Johan Cryuff
What to do with nuestros momentos dados
I was thinking about Johan Cryuff today and that’s not unusual. I think about him most days. Of course, I never saw him play but I’ve always liked the idea of Johan Cryuff. I think it’s because deep down I don’t care about winning; I think winning is less romantic than losing beautifully and Cryuff epitomizes this but also I love words and Cryuff had a remarkable facility with words. Here’s how wikipedia explains how Cryuff-isms are perceived in Dutch -- semantically, Cruijffiaans contains many tautologies and paradoxes that, while appearing mundane or self-evident, suggest a deeper level of meaning
“Before I make a mistake, I don’t make that mistake.”
“If I wanted you to understand it, I would have explained it better.

---------------

◆ **TASK BRIEF**:
Answer these questions about the post on Johan Cryuff:
1. How often does the writer think about Cryuff?
2. What does the writer consider less romantic than losing beautifully?
3. According to the explanation quoted from Wikipedia, Cruijffiaans contains many of which two things?

◆ **DATA EXCERPTS**:

---------------

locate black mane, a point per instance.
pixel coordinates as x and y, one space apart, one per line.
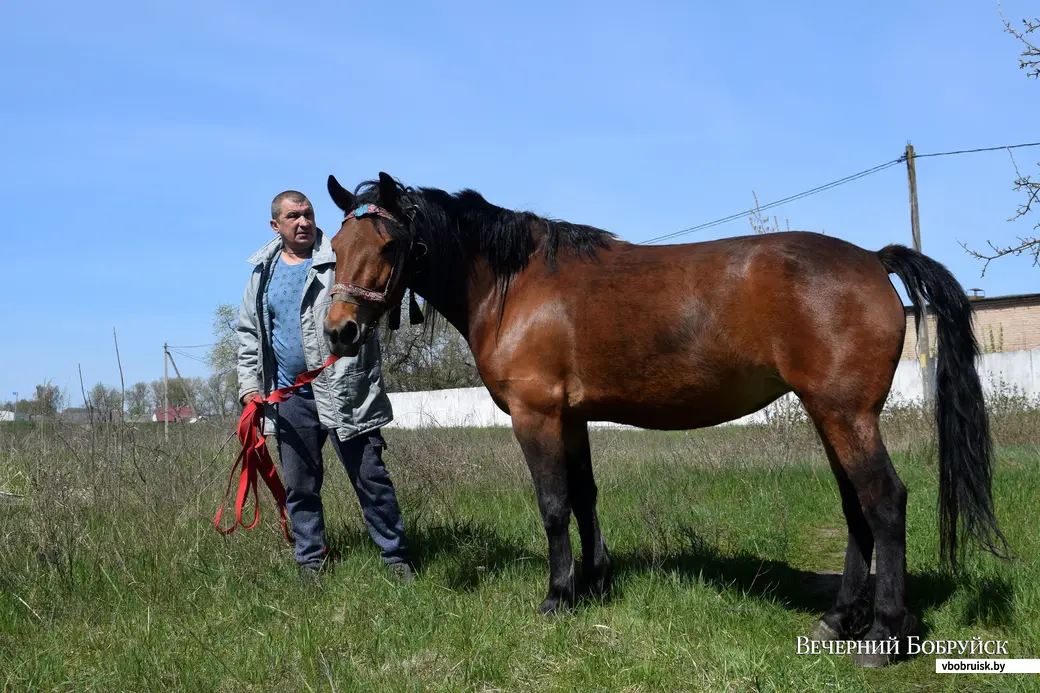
457 227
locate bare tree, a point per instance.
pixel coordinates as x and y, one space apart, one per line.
422 358
1029 244
761 224
105 401
223 358
138 401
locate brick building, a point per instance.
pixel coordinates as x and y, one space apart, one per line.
1003 324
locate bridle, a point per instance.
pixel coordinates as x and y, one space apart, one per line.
347 292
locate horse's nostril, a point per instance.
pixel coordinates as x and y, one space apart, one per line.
348 334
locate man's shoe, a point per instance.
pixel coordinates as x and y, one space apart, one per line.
312 572
401 572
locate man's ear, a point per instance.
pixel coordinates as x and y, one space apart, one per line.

---------------

◆ **EXERCISE OUTPUT**:
1. Most days.
2. Winning.
3. Tautologies and paradoxes.